-------- Provided records

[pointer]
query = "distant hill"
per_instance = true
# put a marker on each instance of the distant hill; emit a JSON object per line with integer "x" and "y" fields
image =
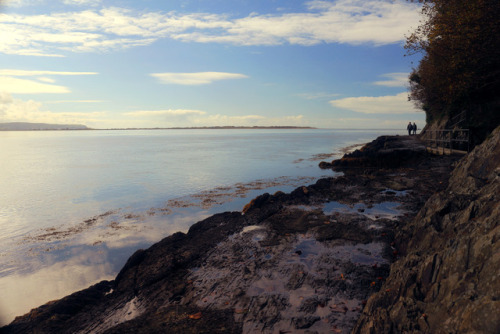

----------------

Written problem » Recast the listing above as a JSON list of strings, one string per line, skipping blank lines and leaving out the pictures.

Correct output »
[
  "[pointer]",
  "query = \"distant hill\"",
  "per_instance = true",
  "# put a marker on each instance of the distant hill; emit a JSON object per line with integer \"x\" and \"y\" fields",
  "image ="
]